About this task
Report all lines in the records that hold the string "recessed".

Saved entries
────────────────
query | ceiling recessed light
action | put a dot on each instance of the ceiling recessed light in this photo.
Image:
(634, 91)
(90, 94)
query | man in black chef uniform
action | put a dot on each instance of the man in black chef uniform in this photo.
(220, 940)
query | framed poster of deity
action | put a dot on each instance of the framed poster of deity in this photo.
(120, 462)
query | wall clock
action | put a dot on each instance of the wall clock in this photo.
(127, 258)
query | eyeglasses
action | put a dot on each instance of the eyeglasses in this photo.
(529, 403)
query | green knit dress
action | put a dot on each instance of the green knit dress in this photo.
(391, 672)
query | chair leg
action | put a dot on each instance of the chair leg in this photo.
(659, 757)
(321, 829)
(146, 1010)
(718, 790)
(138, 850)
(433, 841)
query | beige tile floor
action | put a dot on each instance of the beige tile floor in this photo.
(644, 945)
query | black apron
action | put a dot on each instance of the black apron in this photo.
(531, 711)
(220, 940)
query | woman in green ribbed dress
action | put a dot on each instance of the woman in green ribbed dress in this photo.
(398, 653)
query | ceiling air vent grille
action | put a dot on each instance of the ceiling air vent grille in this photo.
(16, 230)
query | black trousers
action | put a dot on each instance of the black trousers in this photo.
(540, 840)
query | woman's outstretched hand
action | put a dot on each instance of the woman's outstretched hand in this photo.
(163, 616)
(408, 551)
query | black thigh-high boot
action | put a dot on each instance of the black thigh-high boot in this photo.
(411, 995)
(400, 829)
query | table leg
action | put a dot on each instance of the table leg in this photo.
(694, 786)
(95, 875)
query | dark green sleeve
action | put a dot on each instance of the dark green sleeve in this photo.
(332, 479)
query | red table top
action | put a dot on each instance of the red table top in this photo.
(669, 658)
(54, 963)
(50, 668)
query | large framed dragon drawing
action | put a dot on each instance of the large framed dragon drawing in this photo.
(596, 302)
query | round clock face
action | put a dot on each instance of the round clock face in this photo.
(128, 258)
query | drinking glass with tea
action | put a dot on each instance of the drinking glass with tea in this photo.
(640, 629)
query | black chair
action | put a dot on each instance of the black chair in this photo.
────────────────
Solution for this problem
query | ceiling recessed light
action | put a dot on each instance of the ceiling recessed light in this photo.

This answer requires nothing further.